Pointing dataset records:
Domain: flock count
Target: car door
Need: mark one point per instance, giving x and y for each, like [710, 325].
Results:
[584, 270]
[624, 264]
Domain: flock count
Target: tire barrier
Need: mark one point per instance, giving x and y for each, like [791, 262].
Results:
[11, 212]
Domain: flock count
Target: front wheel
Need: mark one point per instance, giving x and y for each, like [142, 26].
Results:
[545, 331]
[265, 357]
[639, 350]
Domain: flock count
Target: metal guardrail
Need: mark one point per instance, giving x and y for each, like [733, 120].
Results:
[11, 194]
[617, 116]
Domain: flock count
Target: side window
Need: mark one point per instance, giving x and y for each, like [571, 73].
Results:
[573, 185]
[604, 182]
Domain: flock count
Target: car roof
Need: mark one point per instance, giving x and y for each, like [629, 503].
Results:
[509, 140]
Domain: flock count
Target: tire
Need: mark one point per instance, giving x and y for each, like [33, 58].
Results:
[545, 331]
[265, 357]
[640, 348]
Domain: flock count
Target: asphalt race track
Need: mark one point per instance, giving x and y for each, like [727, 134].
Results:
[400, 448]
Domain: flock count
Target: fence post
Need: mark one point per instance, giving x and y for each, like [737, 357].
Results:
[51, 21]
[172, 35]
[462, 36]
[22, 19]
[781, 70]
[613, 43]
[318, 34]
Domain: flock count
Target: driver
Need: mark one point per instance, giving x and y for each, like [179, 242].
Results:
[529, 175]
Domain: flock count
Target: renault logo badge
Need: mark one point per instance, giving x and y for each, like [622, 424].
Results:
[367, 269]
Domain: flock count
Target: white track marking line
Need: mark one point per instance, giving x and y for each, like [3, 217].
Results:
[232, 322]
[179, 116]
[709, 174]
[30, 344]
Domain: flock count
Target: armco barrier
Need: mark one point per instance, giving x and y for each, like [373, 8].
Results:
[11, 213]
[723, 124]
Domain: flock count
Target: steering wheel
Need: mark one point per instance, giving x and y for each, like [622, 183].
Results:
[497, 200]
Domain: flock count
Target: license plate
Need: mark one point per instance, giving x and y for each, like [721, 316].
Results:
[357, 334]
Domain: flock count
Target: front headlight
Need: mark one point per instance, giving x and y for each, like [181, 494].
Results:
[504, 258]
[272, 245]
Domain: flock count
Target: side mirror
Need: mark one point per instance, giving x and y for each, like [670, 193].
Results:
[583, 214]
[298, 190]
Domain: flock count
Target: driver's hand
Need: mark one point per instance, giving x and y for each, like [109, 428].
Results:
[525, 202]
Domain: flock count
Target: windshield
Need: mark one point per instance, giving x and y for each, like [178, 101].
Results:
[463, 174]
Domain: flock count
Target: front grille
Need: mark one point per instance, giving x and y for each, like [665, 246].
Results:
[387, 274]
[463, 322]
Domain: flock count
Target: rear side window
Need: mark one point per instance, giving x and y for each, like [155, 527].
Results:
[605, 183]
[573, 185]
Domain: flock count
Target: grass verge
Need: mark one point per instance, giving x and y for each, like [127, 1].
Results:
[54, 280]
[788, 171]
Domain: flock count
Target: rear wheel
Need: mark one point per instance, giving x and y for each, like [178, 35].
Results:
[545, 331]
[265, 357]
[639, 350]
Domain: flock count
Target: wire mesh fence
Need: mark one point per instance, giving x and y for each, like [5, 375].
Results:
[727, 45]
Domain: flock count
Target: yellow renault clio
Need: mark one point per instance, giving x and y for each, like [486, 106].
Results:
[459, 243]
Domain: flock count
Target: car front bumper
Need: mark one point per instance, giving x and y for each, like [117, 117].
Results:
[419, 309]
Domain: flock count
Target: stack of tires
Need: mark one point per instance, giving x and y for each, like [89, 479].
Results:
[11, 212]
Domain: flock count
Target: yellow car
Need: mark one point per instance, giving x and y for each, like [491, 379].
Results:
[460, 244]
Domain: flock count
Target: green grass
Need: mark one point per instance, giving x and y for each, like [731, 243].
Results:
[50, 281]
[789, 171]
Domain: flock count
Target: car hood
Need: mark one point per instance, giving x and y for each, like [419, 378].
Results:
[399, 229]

_Task to carry out:_
Output the data above exactly, please, line for line.

_Worked solution:_
Domain: flock count
Target: car door
Need: mark one point per instance, giving x and y for each, like [710, 325].
Results:
[584, 270]
[624, 264]
Domain: flock count
Target: tire barrier
Need: mark one point per instance, giving x and y for each, like [791, 262].
Results:
[11, 212]
Domain: flock count
Target: front wheel
Need: mark one point per instance, giving x and y for each, like [142, 26].
Results:
[545, 331]
[265, 357]
[639, 350]
Domain: flock count
Target: metal guardrail
Need: mark one point per instance, giving x and y for each, like [733, 120].
Results:
[11, 194]
[617, 116]
Domain: flock count
Target: side window
Need: mark one point per instance, giving x and y for each, like [571, 73].
Results:
[573, 185]
[604, 182]
Domain: flock count
Target: car roof
Need: mark one point per instance, giving x and y for each, like [629, 503].
Results:
[509, 140]
Domain: flock count
Target: tire
Need: mark one point per instance, giving x and y for each, like [33, 58].
Results:
[545, 331]
[265, 357]
[640, 348]
Domain: flock count
Target: asphalt race track
Need: mark one point per instance, giving x and y for each, like [727, 134].
Results:
[400, 448]
Domain: flock count
Target: fence post
Need: mark one point per instance, giving x and y for each, like [737, 357].
Results:
[51, 21]
[172, 35]
[462, 36]
[22, 19]
[781, 70]
[613, 43]
[318, 34]
Domain: flock count
Target: driver
Need: mark one point per instance, giving x and y for each, like [179, 242].
Results:
[529, 175]
Domain: flock count
Target: renault logo badge
Need: mark one point per instance, giving x and y for each, like [622, 424].
Results:
[367, 269]
Domain: flock count
Target: white track marking line
Need: mark one point per instance, giving x and y for each, like [3, 217].
Results:
[232, 322]
[179, 116]
[709, 174]
[30, 344]
Domain: flock count
Target: armco barrier
Need: mark one point per instance, giving x and y for each, like [373, 8].
Results:
[11, 213]
[723, 124]
Domain: flock count
Target: steering wheel
Need: mark one point per instance, giving x and y for each, like [622, 183].
Results:
[497, 200]
Domain: flock count
Target: license plate
Need: mark one point per instance, giving x and y for each, like [721, 316].
Results:
[357, 334]
Domain: flock count
Target: front headlight
Need: mark one point per instance, giving x and y for each, like [181, 494].
Results:
[504, 258]
[272, 245]
Domain: flock count
Target: side mirror
Need: mark one point per instance, giving x and y for each, like [670, 193].
Results:
[583, 214]
[298, 190]
Domain: flock count
Target: driver's hand
Need: mark one point per instance, giving x and y for each, like [109, 428].
Results:
[525, 202]
Domain: flock count
Target: windshield
Need: mark one point per instance, giving x and y for each, like [178, 101].
Results:
[463, 174]
Domain: flock count
Target: front grille
Need: mark one point per instance, giving x and y for each, like [665, 246].
Results:
[387, 274]
[463, 322]
Domain: flock count
Target: rear side window
Need: mark one point per instance, giving x and y for each, like [155, 527].
Results:
[605, 183]
[573, 185]
Domain: flock count
Target: grass verge
Need: mark one point per instance, giving x and y for each, like [127, 1].
Results:
[54, 280]
[788, 171]
Domain: flock count
Target: rear wheel
Need: mark one point per instance, giving x and y for each, like [178, 35].
Results:
[545, 331]
[265, 357]
[639, 350]
Domain: flock count
Target: wire mesh fence
Need: mark one point per instance, giving x and y for each, like [5, 375].
Results:
[727, 45]
Domain: flock count
Target: yellow renault clio
Need: mark one point per instance, giving x and y for each, like [486, 106].
Results:
[459, 243]
Domain: flock count
Target: car front bumper
Need: mark one point per instance, giving x and y for each, like [117, 117].
Results:
[419, 309]
Domain: flock count
Target: stack of tires
Need: mark one point per instance, giving x and y for each, like [89, 479].
Results:
[11, 212]
Domain: flock count
Target: yellow car
Need: mark one point per instance, giving x and y for each, like [491, 379].
Results:
[460, 244]
Domain: flock count
Target: green grass
Need: mark one point per instance, giving x and y for each, like [731, 243].
Results:
[50, 281]
[789, 171]
Domain: flock count
Target: car hood
Need: mark one point per instance, giving x and y for each, like [419, 378].
Results:
[399, 229]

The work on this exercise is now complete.